## [Work instructions]
Your answer must be the full set of entries, repeated exactly.

## [Data in this exercise]
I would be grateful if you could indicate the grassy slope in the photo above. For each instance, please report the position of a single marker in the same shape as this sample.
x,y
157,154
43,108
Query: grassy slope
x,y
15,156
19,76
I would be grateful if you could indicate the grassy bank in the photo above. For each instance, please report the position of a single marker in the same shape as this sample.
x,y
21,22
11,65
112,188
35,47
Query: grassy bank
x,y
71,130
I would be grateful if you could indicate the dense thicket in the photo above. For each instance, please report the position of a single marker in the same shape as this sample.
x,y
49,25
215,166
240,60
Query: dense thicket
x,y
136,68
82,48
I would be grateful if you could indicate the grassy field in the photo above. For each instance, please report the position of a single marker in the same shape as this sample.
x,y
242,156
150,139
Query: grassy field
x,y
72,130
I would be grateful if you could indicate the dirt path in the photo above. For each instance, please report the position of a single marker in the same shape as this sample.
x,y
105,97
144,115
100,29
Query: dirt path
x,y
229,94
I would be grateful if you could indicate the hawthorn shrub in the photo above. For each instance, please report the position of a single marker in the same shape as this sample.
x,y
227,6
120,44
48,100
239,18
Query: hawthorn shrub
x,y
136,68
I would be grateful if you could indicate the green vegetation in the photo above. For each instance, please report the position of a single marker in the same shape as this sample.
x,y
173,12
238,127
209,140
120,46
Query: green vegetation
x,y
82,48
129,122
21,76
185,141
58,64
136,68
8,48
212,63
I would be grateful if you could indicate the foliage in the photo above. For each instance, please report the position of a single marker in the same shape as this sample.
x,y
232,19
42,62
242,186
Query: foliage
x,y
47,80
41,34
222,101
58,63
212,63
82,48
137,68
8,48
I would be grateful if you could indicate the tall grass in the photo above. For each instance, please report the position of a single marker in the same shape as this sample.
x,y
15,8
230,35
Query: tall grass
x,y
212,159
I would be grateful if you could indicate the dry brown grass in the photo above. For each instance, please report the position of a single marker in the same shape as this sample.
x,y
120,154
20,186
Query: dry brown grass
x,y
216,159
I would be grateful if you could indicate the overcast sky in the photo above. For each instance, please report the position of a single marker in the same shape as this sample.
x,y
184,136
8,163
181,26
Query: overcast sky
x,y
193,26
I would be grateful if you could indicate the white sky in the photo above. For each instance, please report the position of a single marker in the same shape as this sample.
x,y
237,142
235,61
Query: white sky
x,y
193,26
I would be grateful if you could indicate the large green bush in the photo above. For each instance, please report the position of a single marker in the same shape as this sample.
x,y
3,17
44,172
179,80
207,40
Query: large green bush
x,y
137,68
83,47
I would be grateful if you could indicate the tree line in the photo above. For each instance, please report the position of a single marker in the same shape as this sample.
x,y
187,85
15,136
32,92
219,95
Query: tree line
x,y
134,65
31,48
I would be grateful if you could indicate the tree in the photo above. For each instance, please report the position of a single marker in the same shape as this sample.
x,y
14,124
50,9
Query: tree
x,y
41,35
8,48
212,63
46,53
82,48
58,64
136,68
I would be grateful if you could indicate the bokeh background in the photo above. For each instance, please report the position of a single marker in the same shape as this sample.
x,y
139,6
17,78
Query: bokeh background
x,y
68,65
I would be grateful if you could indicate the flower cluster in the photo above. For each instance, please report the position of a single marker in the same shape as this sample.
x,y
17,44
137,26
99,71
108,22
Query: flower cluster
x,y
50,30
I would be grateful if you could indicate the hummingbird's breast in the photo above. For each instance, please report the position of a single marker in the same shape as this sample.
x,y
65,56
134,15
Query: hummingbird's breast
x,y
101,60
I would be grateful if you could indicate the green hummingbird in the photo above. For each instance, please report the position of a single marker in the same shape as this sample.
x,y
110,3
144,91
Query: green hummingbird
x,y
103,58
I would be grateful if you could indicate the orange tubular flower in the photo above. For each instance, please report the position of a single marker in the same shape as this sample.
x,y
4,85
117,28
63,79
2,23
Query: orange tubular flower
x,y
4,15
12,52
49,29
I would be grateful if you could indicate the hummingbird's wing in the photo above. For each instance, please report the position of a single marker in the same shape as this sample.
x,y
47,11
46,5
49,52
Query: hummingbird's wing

## [Exercise answer]
I would be grateful if you could indicate the grassy slope in the photo above. For each instance, please report the position of a single marker in the same shape as this sample.
x,y
157,154
43,108
Query: grassy slope
x,y
15,156
19,76
I would be grateful if you could indicate the grassy bank in the photo above. For each instance, please report the position of a single marker in the same shape as this sample.
x,y
21,22
11,65
112,188
35,47
Query: grassy bank
x,y
71,130
I would be grateful if you could indicate the dense thicket in the photo above. For each instance, please report the position of a single marker in the same shape as this sample.
x,y
49,25
215,166
240,60
Query: dense thicket
x,y
136,68
82,48
I would be grateful if you could indicate the grassy field in the photo above. For each instance, please report the position of a single marker in the same shape as this sample.
x,y
242,156
150,139
Query: grassy field
x,y
72,130
I would be grateful if you could indicate the dirt path in the photo above. For each instance, please report the position of a single marker in the same shape as this sample.
x,y
105,97
144,115
100,29
Query: dirt path
x,y
229,94
I would be grateful if you could indicate the hawthorn shrub in the photo above. For each instance, please report the position of a single marker in the same shape as this sample.
x,y
227,6
120,44
48,100
239,18
Query: hawthorn shrub
x,y
136,68
I would be grateful if you could indicate the green vegetation in the photo above. For each instance, please report the position of a single marker in the same shape as this sample.
x,y
173,12
238,127
209,140
120,46
Query: green vegetation
x,y
82,48
129,122
21,76
185,141
58,64
136,68
8,48
212,63
I would be grateful if you could indicate the foliage in the photo above. For each instance, please report the position of a single marker in the same shape as this sample.
x,y
232,19
42,62
242,186
Query: foliage
x,y
47,80
41,34
222,101
58,63
212,63
82,48
137,68
8,48
I would be grateful if you could indicate the tall grass in the photo above. For each instance, please report the position of a single marker in the same shape as this sample.
x,y
15,8
230,35
Query: tall grass
x,y
212,159
I would be grateful if you could indicate the dry brown grass in the photo above. For each instance, please report the position of a single marker in the same shape as this sample.
x,y
120,154
20,186
Query: dry brown grass
x,y
216,159
I would be grateful if you could indicate the overcast sky in the photo above. For each instance, please report the position of a single marker in the same shape as this sample.
x,y
184,136
8,163
181,26
Query: overcast sky
x,y
193,26
I would be grateful if you could indicate the white sky in the photo above. For each instance, please report the position of a single marker in the same shape as this sample.
x,y
237,142
235,61
Query: white sky
x,y
193,26
I would be grateful if you could indicate the large green bush in the photo above. For each instance, please report the position of a single marker in the same shape as this sample.
x,y
3,17
44,172
179,80
207,40
Query: large green bush
x,y
137,68
83,47
I would be grateful if you could indicate the tree line in the photo above. For each instance, please report the position of a single marker in the same shape as this sample.
x,y
187,85
15,136
32,92
219,95
Query: tree line
x,y
134,65
31,48
I would be grateful if you could indicate the tree in the photo above. For each instance, please report the position of a single marker in the same shape as this sample.
x,y
14,124
50,9
Query: tree
x,y
41,35
8,48
212,63
46,53
82,48
58,64
136,68
I would be grateful if you could indicate the bokeh background in the photo above. For each instance, please report the position of a single marker in the same shape as this sample.
x,y
139,6
17,78
Query: bokeh background
x,y
68,65
I would be grateful if you could indicate the flower cluster in the photo above. For each instance, please report the position of a single marker in the same shape as this sample.
x,y
17,44
137,26
99,71
108,22
Query: flower cluster
x,y
50,30
I would be grateful if you could indicate the hummingbird's breast in the photo above. For each instance, please report the position of a single marker in the same shape as this sample.
x,y
65,56
134,15
Query: hummingbird's breast
x,y
101,60
I would be grateful if you could indicate the green hummingbird in the photo above. For each instance, please report the position of a single marker in the same shape as this sample.
x,y
110,3
144,91
Query: green hummingbird
x,y
103,58
I would be grateful if you could indicate the orange tubular flower in the photo above. For each instance, please report the position of a single marker in the same shape as this sample.
x,y
4,85
117,28
63,79
2,23
Query: orange tubular flower
x,y
4,15
12,52
49,29
I would be grateful if you could indicate the hummingbird's wing in the photo above. For each instance, please report the position of a single marker in the same shape as this sample.
x,y
47,11
46,5
49,52
Query: hummingbird's wing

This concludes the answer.